§ Your task:
Rewrite all of the material below as a JSON list of strings, one string per line, leaving out blank lines and the pictures.

§ Records provided:
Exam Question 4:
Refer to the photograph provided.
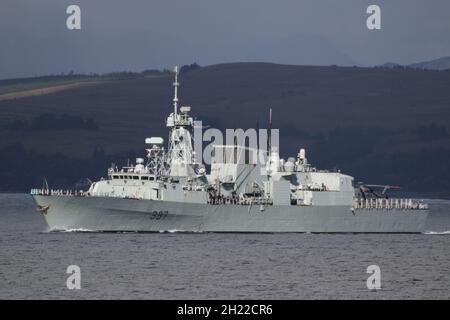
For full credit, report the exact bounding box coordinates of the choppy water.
[0,194,450,299]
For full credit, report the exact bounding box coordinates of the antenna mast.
[267,108,272,156]
[173,66,180,125]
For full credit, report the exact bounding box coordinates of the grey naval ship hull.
[33,195,428,233]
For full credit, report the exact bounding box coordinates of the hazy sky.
[0,0,450,78]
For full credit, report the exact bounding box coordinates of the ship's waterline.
[31,68,428,233]
[34,196,428,233]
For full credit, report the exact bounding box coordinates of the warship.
[31,68,429,233]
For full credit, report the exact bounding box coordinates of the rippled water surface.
[0,194,450,299]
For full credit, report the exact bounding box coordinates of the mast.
[267,108,272,157]
[173,66,180,122]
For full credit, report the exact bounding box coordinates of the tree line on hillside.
[4,113,99,131]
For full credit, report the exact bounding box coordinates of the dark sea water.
[0,194,450,299]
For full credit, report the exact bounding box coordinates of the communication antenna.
[42,177,48,190]
[173,66,180,120]
[267,108,272,156]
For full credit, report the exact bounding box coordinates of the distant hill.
[380,57,450,71]
[409,57,450,70]
[0,63,450,197]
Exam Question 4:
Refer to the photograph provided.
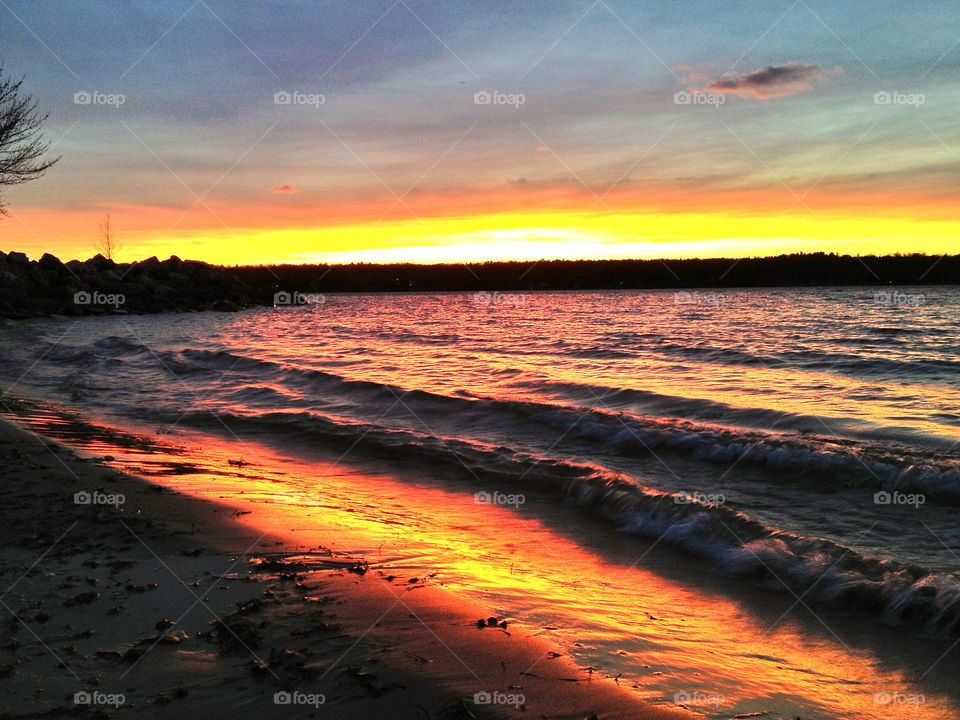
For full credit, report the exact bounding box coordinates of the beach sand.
[0,421,696,719]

§ Expected output:
[
  "Exam Question 4:",
  "Refer to the photograph provided.",
  "For full credit, report the exact bounding box coordinates of the choppy water.",
  "[0,194,450,299]",
  "For full credit, report the exact bounding box coordinates of the antenna mast.",
  "[267,108,272,156]",
  "[173,66,180,125]",
  "For full credit, report the exact bounding box coordinates of the grey naval ship hull.",
  "[33,195,428,233]",
  "For full credit, report the exact bounding box coordinates of the hazy sky.",
  "[0,0,450,78]",
  "For full credit, report the exact bounding box coordinates of the ship's waterline.",
  "[31,68,428,233]",
  "[34,196,428,233]",
  "For full credit, report the exact bounding box coordinates of the warship.",
  "[31,68,429,233]",
  "For full credit, report the exact bounding box coordinates of the rippled water surface.",
  "[0,194,450,299]",
  "For full credit, report the exact bounding box coordinates of the mast.",
  "[267,108,272,157]",
  "[173,66,180,122]",
  "For full credit, report the exact bounding box coordinates of the tree line on hillside.",
  "[4,113,99,131]",
  "For full credit, report the exact bounding box coordinates of the dark sea water.",
  "[0,194,450,299]",
  "For full credit, report the exact bounding box coordinates of the communication antenna.",
  "[42,177,48,190]",
  "[173,66,180,120]",
  "[267,108,272,156]",
  "For full credit, report the exact bounding box coordinates of the distant hill.",
  "[380,57,450,71]",
  "[409,57,450,70]",
  "[0,63,450,197]",
  "Exam Question 4:",
  "Refer to the photograph provided.",
  "For full credit, report the exact bounding box coordinates of the beach sand.",
  "[0,421,696,719]"
]